Copy each line exactly.

_ _ _ _ _ _ _

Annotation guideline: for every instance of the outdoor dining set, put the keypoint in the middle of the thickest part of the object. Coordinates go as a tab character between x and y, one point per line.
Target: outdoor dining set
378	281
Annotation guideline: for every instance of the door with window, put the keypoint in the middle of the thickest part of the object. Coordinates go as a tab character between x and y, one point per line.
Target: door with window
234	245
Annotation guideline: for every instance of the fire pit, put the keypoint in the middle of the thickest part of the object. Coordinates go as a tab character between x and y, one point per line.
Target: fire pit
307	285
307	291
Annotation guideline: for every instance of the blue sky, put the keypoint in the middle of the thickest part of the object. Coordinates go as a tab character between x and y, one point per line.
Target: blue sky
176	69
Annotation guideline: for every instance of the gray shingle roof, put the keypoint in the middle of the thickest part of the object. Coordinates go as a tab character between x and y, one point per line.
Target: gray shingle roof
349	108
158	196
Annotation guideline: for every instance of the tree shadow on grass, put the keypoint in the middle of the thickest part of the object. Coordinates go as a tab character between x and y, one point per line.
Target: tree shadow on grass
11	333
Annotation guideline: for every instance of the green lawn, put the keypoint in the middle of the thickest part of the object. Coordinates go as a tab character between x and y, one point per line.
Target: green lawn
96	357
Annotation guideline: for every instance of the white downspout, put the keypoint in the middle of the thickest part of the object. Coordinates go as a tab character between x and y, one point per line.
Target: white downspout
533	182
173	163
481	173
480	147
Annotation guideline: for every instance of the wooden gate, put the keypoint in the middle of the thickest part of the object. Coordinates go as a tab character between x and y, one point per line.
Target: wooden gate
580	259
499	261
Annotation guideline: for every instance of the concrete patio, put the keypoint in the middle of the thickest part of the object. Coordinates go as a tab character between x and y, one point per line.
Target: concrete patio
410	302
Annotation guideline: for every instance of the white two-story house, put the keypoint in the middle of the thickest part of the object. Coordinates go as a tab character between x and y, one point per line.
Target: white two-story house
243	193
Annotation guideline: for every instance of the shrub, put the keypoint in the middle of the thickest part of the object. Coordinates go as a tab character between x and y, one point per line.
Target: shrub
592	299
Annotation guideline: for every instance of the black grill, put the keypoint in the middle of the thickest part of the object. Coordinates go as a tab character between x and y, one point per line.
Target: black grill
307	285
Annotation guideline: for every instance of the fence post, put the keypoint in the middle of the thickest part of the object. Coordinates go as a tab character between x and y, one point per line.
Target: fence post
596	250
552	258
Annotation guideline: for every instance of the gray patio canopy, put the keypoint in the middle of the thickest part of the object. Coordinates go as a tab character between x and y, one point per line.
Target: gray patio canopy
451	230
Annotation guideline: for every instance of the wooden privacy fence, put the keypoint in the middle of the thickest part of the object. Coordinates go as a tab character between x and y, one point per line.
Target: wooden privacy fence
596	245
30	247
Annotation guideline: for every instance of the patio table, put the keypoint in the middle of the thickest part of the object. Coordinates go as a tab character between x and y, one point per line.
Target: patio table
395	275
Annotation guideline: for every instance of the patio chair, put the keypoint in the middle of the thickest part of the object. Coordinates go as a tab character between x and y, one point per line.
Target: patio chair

_ _ _ _ _ _ _

**OUTPUT OF THE EXERCISE:**
Annotation guideline: for every instance of the outdoor dining set, put the keypoint in the middle of the thickest part of the object. Coordinates go as a tab character between x and y, one point per line.
Target: outdoor dining set
378	281
Annotation guideline: for every instance of the door with window, put the keypoint in the middle of the thickest part of the object. Coordinates go as a tab character between x and y, one point per line.
Target: door with window
234	245
Annotation guideline: for every instance of the fire pit, put the keypoint in the middle of the thickest part of the object. Coordinates go as a tab character between x and y, one point per line.
Target: fire pit
307	285
307	291
Annotation guideline: for every instance of the blue sky, put the keypoint in the middle of the thickest part of the object. Coordinates go as a tab character between x and y, one point per line.
Target: blue sky
176	69
Annotation guideline: for every instance of the gray shingle roof, put the keypoint in the middle of the thickest part of the object. Coordinates go as a tab character between x and y, one point per line.
Target: gray shingle roof
349	108
158	196
Annotation guideline: for every instance of the tree shadow on grass, put the keypoint in the middle of the thickest part of the object. Coordinates go as a tab character between x and y, one point per line.
Target: tree shadow on grass
11	333
Annotation guideline: for every instance of the green lawn, put the keypoint in the middle of the thickest part of the object. Coordinates go as a tab character between x and y, one point per line.
Target: green lawn
96	357
Annotation guideline: for every instance of the white downspout, put the keypoint in the middle of the thickest part of the object. Coordinates go as a tab character between x and y, one point per line.
Target: white downspout
533	182
173	163
481	173
480	147
Annotation guideline: for every instance of the wooden gate, put the keypoint in the middle of the thickest part of the object. Coordinates go as a tab character between x and y, one point per line.
Target: wooden gate
580	259
499	261
Annotation guideline: for every instance of the concrete patio, put the keypoint in the middle of the thickest part of the object. Coordinates go as a tab character between x and y, one point per line.
Target: concrete patio
410	302
Annotation guideline: for every instance of the white two-story house, put the keypoint in the middle of the thickest part of the object. Coordinates go as a tab character between x and y, one point per line.
Target: white two-story house
243	193
Annotation guideline: for every instance of the shrub, put the keypoint in the middle of the thickest part of the object. Coordinates go as a tab character between x and y, one point per line.
Target: shrub
592	299
Annotation guideline: for every instance of the black grill, put the keypoint in the middle of the thickest part of the object. Coordinates go as a tab character between x and y, one point per line.
Target: black grill
307	285
Annotation guideline: for every instance of the fence post, put the keypoint in the middle of the thickest part of the object. Coordinates go as a tab character between x and y, one point per line.
Target: fence post
596	250
552	258
Annotation guideline: for every instance of the gray patio canopy, put the keypoint in the middle of the thickest part of the object. Coordinates go as a tab character between x and y, one point per line.
Target: gray patio canopy
451	230
Annotation guideline: for every instance of the wooden privacy fence, put the keypoint in the middle of the thickest part of the object. Coordinates go as a tab character between x and y, one point per line.
Target: wooden privacy fence
596	245
30	247
Annotation guideline: for every instance of the patio table, put the keypoint in the middle of the thickest part of the object. Coordinates go as a tab character between x and y, one point per line.
Target: patio table
395	275
Annotation guideline: for every instance of the patio chair, put the keypoint in the middle of the thickest part of the object. Coordinates go as a tab character between x and y, one point per line.
Target: patio chair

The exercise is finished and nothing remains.